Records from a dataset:
<<<<
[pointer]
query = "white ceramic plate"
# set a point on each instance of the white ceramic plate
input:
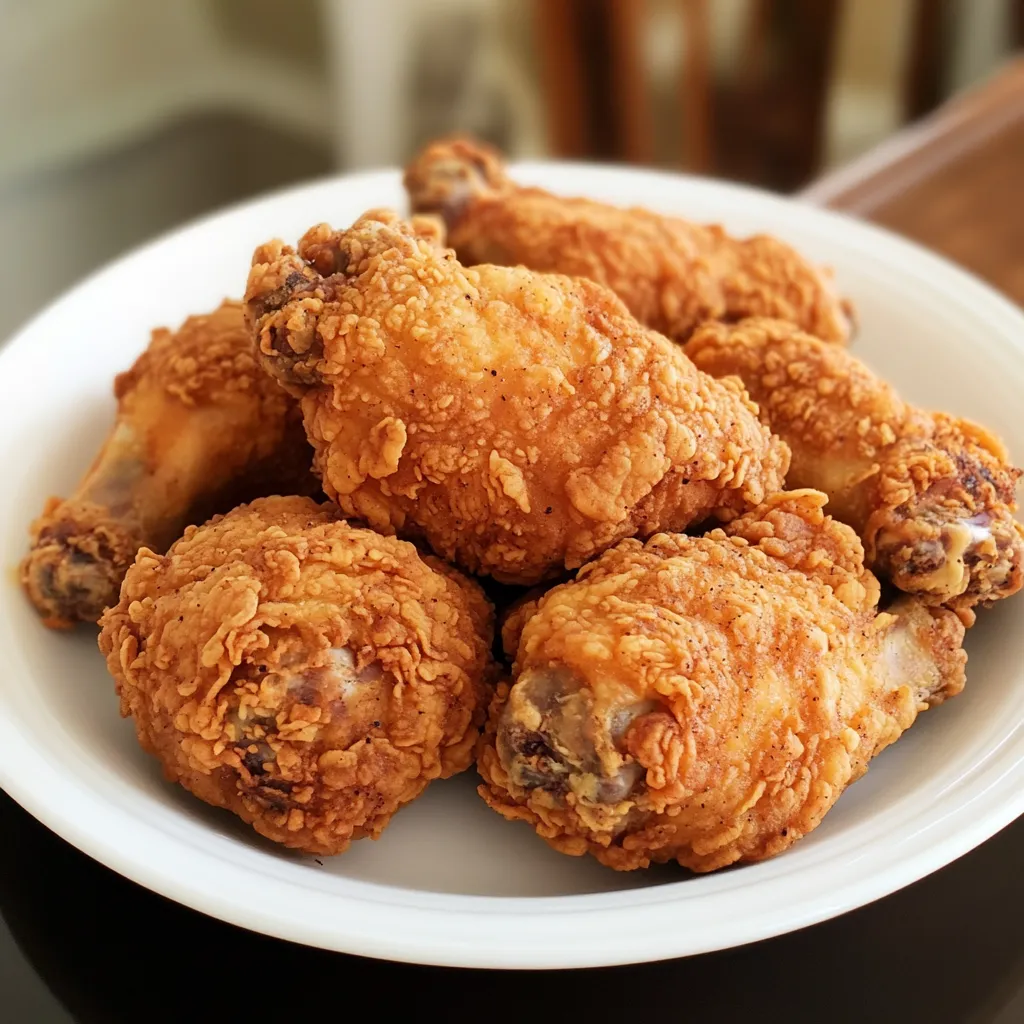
(451, 883)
>>>>
• Goal of the exercise: Any pictures above are to be left out. Retype the rest of the records exactly.

• Solved problem:
[pointer]
query = "white ceramic plate"
# set a point on each instance of the white ceramic plate
input:
(451, 883)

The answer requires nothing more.